◆ **WORK ITEM**: Each record must be written out again exactly. Skip any picture it contains.

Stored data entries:
··········
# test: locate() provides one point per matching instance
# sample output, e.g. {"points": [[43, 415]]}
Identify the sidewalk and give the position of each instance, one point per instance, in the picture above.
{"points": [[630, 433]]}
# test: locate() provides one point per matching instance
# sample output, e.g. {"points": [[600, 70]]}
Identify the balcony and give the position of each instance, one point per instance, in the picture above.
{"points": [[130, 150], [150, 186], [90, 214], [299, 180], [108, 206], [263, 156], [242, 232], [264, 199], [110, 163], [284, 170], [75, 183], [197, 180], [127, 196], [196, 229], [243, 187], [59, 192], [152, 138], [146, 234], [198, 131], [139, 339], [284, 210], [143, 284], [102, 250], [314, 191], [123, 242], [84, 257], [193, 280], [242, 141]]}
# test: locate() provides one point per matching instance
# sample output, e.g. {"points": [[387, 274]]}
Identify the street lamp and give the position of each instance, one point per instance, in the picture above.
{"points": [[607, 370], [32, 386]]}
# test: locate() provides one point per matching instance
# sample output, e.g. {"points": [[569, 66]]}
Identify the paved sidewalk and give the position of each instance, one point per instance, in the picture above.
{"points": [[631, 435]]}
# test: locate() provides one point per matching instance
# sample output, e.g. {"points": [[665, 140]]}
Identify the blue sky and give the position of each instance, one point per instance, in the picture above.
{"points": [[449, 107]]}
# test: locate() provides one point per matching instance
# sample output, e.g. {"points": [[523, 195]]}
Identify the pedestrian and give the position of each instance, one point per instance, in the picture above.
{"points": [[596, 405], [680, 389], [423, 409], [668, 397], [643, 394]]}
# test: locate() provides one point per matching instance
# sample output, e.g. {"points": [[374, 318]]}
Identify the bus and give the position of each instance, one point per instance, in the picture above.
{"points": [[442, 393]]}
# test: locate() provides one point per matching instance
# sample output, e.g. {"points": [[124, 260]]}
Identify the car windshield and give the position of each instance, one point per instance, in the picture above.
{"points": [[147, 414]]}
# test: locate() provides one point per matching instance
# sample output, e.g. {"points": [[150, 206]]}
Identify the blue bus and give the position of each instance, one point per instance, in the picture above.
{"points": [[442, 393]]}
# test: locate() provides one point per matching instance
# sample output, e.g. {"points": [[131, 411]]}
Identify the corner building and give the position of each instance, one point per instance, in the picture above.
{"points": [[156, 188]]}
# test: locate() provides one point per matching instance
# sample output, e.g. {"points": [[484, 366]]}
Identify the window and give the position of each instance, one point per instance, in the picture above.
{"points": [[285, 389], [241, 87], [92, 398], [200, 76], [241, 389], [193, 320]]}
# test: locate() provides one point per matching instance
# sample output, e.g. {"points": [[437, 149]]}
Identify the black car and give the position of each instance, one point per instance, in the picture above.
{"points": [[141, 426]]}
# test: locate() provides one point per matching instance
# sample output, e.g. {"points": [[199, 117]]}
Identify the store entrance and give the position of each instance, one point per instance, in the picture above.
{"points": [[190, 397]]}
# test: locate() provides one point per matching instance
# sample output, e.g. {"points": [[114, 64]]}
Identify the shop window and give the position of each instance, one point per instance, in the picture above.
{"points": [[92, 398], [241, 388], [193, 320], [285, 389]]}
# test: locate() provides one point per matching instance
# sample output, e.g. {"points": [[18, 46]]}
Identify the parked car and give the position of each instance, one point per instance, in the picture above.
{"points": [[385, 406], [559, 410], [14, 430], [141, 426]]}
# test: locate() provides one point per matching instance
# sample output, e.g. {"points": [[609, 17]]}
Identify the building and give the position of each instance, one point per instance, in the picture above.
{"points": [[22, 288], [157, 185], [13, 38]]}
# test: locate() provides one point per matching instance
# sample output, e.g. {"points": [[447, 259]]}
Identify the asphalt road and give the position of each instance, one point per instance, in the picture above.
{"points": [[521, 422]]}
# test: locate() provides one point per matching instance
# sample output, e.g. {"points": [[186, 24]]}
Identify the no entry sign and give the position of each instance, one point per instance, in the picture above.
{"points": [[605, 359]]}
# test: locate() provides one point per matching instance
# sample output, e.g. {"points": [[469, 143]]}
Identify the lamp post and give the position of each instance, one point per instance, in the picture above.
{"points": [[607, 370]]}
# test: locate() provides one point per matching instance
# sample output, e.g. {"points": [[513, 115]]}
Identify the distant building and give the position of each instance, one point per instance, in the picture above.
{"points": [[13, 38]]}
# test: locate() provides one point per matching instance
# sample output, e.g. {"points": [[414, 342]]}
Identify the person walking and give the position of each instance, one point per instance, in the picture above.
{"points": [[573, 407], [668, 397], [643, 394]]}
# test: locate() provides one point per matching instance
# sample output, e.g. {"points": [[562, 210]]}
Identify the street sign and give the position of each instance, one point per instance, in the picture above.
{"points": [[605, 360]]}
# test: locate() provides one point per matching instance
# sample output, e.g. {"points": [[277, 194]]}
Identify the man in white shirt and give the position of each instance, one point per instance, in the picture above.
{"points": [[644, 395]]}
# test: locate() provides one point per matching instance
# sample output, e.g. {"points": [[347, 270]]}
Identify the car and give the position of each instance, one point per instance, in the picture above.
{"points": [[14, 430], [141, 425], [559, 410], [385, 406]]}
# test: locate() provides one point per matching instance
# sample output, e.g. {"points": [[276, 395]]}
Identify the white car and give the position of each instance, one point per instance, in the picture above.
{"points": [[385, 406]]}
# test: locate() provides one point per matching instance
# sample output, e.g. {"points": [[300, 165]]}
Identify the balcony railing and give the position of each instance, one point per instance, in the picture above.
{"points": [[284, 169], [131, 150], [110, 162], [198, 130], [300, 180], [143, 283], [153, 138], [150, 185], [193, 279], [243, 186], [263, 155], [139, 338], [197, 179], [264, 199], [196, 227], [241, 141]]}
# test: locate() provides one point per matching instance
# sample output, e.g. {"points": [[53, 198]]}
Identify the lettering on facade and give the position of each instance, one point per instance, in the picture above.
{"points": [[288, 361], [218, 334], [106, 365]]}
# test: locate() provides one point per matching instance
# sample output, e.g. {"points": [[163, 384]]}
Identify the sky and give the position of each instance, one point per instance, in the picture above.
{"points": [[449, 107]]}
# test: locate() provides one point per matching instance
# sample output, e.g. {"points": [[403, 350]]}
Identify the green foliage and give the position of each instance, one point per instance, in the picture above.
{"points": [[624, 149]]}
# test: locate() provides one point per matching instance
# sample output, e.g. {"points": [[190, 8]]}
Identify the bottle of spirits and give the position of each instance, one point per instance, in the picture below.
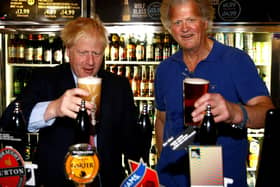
··········
◆ **SOLUTION FOR THIS PROBLEM**:
# test: locate() provides one point per matching instance
# sample output, e.g. {"points": [[43, 415]]}
Identify the sidewalk and give the position of each instance, one point per instance, in the picture above.
{"points": [[630, 433]]}
# test: locate() provides one point per matching instance
# sample output, e.g. {"points": [[600, 70]]}
Identify the balcony and give the position of each instance, one point per instance, in the picture above.
{"points": [[130, 150], [150, 186], [90, 214], [299, 180], [108, 206], [263, 156], [242, 232], [264, 199], [110, 163], [284, 170], [75, 183], [197, 180], [127, 196], [196, 229], [243, 187], [59, 192], [152, 138], [146, 234], [198, 131], [139, 339], [284, 210], [143, 284], [102, 250], [314, 191], [123, 242], [84, 257], [193, 280], [242, 141]]}
# test: locate() provides one point per matching instance
# sample output, e.g. {"points": [[387, 274]]}
Identify the street lamp and give the position of each instance, one point per instance, in the picture above.
{"points": [[607, 370], [32, 386]]}
# test: locate() provides one point per matching instance
# sample output, e.g. {"points": [[569, 66]]}
Identify the paved sidewalk and give the position of each instance, one point per instance, in the picture above.
{"points": [[631, 435]]}
# test: locate() provides one point per matching instance
# sample output, e.g. {"points": [[665, 140]]}
Identify the blue sky and give the position of each instance, one point per instance, in the picture above.
{"points": [[449, 107]]}
# test: locate() provides one point per matching instance
# sample output, e.g. {"points": [[523, 195]]}
Identify the pedestrian and give the position of each instance, one point per instance, in the picture above.
{"points": [[596, 405], [680, 389], [423, 409], [668, 397], [643, 394]]}
# test: locate() provides one point per matching instance
# sample output, e.g. {"points": [[374, 318]]}
Identify the bus and give the position of each instance, one point per instance, in the picture above.
{"points": [[442, 393]]}
# test: locate() provides one point per matching instance
# sample output, e.g. {"points": [[124, 260]]}
Identify the car windshield and give the position of each instance, one point per instance, in the picture above.
{"points": [[147, 414]]}
# test: locate() provides one point per matching instance
# sample output, e.g. {"points": [[150, 206]]}
Identify the blue bus and give the position of each instance, one point per instance, in the picture above.
{"points": [[442, 393]]}
# test: locate() provides one point per matching instance
# sample output, e.g. {"points": [[131, 411]]}
Identify the corner building and give the position of each instance, one point per instance, in the picture above.
{"points": [[156, 188]]}
# test: locate() provides one point per matching instance
# sample output, e.g. {"points": [[484, 366]]}
Identify the window and give the position of each instance, one point per instance, in the picture above.
{"points": [[285, 389], [241, 87], [92, 398], [200, 76], [241, 389], [193, 320]]}
# test: locate() provides one point per matching instance
# sample output, e.g. {"points": [[437, 149]]}
Identify the black car and give the position of each instance, one point per instance, in the picture above.
{"points": [[141, 426]]}
# test: locate() provides one point per matching instance
# sample output, e.g. {"points": [[199, 117]]}
Identify the store entrance and give the position of each instance, one point per instance, in the picture above.
{"points": [[190, 397]]}
# test: locate() provides one point per matching instance
# sample output, e.g. {"points": [[114, 64]]}
Identify the shop window and give the position of each instance, one point per instance, in the picture above.
{"points": [[92, 398], [241, 388], [193, 320], [285, 389]]}
# test: locate() provides one point per matching instance
# sample output, e.g. {"points": [[18, 46]]}
Identify the parked car and give the position of each instance, one point per instance, in the picture above.
{"points": [[385, 406], [559, 410], [14, 430], [141, 426]]}
# test: locate() provides one point per matching instance
# sample output, e.g. {"points": [[609, 17]]}
Identify the building and give the position of each instance, one point per instance, in the picture above.
{"points": [[22, 288], [157, 185], [13, 38]]}
# test: locate() provides one point per matching instance
# sample output, e.g. {"points": [[447, 259]]}
Identify the asphalt road and give the position of each instance, one point per instance, in the picture above.
{"points": [[521, 422]]}
# test: locate() provides one point per matching instance
# sample output, e.g. {"points": [[186, 24]]}
Identify the no entry sign and give the position of each instance, one point per instance, in the picture above.
{"points": [[605, 359]]}
# test: locate() provides one point per matching instance
# sample output, e.g. {"points": [[469, 143]]}
Identify the lamp post and give the position of each instance, one point per instance, in the picture above.
{"points": [[607, 370]]}
# test: locate() provides one point per matching instance
# sample output, e.g. {"points": [[513, 115]]}
Identify the distant building and give the position of each instance, one point per instance, in the picture above.
{"points": [[13, 38]]}
# test: locate() provides one point per matching instance
# sample output, e.g. {"points": [[414, 342]]}
Identify the person walking and give the position of each instance, one point per instance, in the picture above.
{"points": [[573, 407], [668, 397], [643, 394]]}
# test: locate() provides one point per matching instance
# sample output, e.g. {"points": [[562, 210]]}
Identify the street sign and give the position of each instance, one point per instance, in the picture above.
{"points": [[605, 360]]}
# test: locate() provides one point per matching instance
# sample output, e.g. {"points": [[277, 194]]}
Identify the man in white shirt and give the position of each instance, one point per instance, in the picture above.
{"points": [[644, 395]]}
# test: locate() provides one point per matching instance
# sample output, e.g. {"points": [[347, 270]]}
Identify the car and give the position of each instance, one point per instance, in the picture above.
{"points": [[14, 430], [141, 425], [559, 410], [385, 406]]}
# test: locate() provides one point per matching instance
# sample output, e.g. {"points": [[276, 395]]}
Identify the white car and give the position of each instance, one point per instance, in the picture above.
{"points": [[385, 406]]}
# test: locate() provides one point per matching instance
# sample output, e.g. {"points": [[300, 165]]}
Identify the balcony railing and give the position of each instance, one point per instance, in the picture above.
{"points": [[284, 169], [131, 150], [110, 162], [198, 130], [300, 180], [143, 283], [153, 138], [150, 185], [193, 279], [243, 186], [263, 155], [139, 338], [197, 179], [264, 199], [196, 227], [241, 141]]}
# test: locate() provides one point per matching instance
# sample output, e.g. {"points": [[53, 198]]}
Identify the lettering on facade and give the position of each instance, one point per instance, in the picture above.
{"points": [[288, 361], [218, 334], [106, 365]]}
# test: locate() provides one point per matching instance
# sample output, e.g. {"points": [[163, 384]]}
Identify the sky and give the position of each instance, one point per instance, in the picture above.
{"points": [[449, 107]]}
# test: locate() provides one point per matching instance
# sample output, e.g. {"points": [[403, 350]]}
Identify the green foliage and give the position of each instance, one point per instance, in the picture above.
{"points": [[624, 149]]}
# test: locate() provides one point per matching instance
# sample output, e.g. {"points": [[190, 8]]}
Identify the bottle of spirits and give the position of each instance, one point per instance, in the picture below.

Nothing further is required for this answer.